— begin Input data —

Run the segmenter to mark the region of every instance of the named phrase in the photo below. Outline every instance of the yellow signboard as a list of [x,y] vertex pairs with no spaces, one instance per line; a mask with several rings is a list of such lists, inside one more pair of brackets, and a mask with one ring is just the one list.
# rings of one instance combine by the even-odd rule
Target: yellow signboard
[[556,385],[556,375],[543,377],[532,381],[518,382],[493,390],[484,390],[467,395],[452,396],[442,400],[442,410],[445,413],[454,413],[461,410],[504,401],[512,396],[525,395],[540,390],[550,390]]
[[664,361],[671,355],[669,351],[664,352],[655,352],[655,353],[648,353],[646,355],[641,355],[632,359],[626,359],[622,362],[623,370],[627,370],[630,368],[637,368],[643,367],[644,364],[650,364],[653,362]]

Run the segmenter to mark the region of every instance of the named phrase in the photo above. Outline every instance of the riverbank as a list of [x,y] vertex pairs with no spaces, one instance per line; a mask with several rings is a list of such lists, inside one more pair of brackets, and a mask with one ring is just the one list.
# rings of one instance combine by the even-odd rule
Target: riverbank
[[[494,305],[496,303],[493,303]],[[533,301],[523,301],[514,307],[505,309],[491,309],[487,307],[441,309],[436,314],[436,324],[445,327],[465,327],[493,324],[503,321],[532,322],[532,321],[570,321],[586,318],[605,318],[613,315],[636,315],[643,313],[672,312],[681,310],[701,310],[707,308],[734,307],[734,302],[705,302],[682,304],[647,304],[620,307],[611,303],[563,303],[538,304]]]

— end Input data —

*The problem*
Exactly repeat the lines from the line that contains "the photo above." to the end of the entries, both included, and leave out all other lines.

*Task answer*
Run the segmenter to mark the region of every instance of the named phrase in the photo above. Outline every instance of the riverbank as a list of [x,y] vertex pairs with no spaces, one instance per line; a mask with several rings is a list of such lists, inside one more pair of brackets, and a mask with one ring is just the one list.
# rings of one instance combine by the even-odd rule
Target: riverbank
[[[494,305],[496,303],[493,303]],[[533,301],[523,301],[514,307],[505,309],[491,309],[487,307],[441,309],[436,314],[436,324],[445,327],[465,327],[493,324],[503,321],[532,322],[532,321],[570,321],[586,318],[605,318],[613,315],[636,315],[643,313],[672,312],[681,310],[701,310],[707,308],[734,307],[734,302],[705,302],[682,304],[647,304],[620,307],[611,303],[563,303],[538,304]]]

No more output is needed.